start Raw data
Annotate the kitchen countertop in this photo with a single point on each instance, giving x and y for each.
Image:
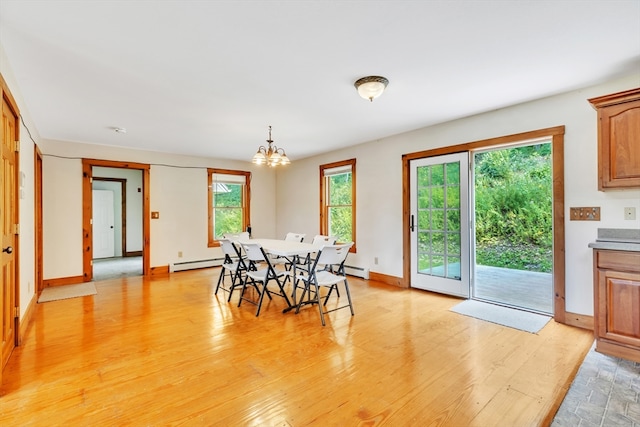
(617, 239)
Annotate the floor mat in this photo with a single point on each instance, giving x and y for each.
(55, 293)
(511, 317)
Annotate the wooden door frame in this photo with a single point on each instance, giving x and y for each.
(556, 134)
(39, 243)
(11, 102)
(87, 212)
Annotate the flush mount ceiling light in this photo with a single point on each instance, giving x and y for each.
(271, 155)
(371, 87)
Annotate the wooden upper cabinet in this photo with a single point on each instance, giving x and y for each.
(618, 139)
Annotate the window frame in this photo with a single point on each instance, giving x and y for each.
(246, 201)
(324, 208)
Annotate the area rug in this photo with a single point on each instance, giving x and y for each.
(510, 317)
(55, 293)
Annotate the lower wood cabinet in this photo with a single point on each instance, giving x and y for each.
(617, 303)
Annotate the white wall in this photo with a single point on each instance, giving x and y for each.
(379, 183)
(178, 191)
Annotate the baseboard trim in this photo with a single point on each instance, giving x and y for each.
(61, 281)
(26, 320)
(386, 279)
(162, 270)
(579, 320)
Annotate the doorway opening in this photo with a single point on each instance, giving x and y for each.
(513, 262)
(117, 222)
(131, 235)
(556, 137)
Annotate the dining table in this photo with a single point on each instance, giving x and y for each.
(292, 251)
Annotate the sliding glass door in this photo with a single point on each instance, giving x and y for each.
(440, 224)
end Raw data
Reproduce the entire listing above word for word, leaving out the image.

_Final result:_
Annotate the kitchen countertop in this photo with a single point on each instance, giving x and y for each.
Image:
(617, 239)
Annotate the floor mat in this photo with a single point on each instance, giving x and y for each.
(55, 293)
(511, 317)
Annotate the wooden door frame in this photo with a single point on each instance, giving x and y for each.
(556, 134)
(39, 243)
(11, 102)
(87, 212)
Annotate the flush mount ceiling light in this photo with a single point on each instance, giving x and y for each.
(271, 155)
(371, 87)
Annotate the wooden upper cabinet in this photo with a single point on each instance, giving x and y for each.
(618, 139)
Annotate the window frame in this photo with a single point on each instance, giving x and y for each.
(246, 201)
(324, 208)
Annotate the area rug in this photo with a single point on each instance, giving x and y for each.
(510, 317)
(55, 293)
Annotate the lower wood cabinet in this photo with a single point on each instance, giving x and y for each.
(617, 303)
Annotate the white wall in this photo with a single point on each instance, giving x and y for each.
(379, 183)
(178, 191)
Annotate the baseboard trim in this photo with a single point on each instance, giving x and y for each.
(61, 281)
(26, 320)
(386, 279)
(162, 270)
(579, 320)
Annotate the doorway opening in this photo with a single point on each instance, giving x and y for each.
(513, 262)
(117, 222)
(131, 235)
(556, 137)
Annotate the dining table in this photo with a single point on each instance, giving x and y for each.
(292, 251)
Annotate the sliding glass door in this photo with a single point on each instance, giving x and y for each.
(440, 224)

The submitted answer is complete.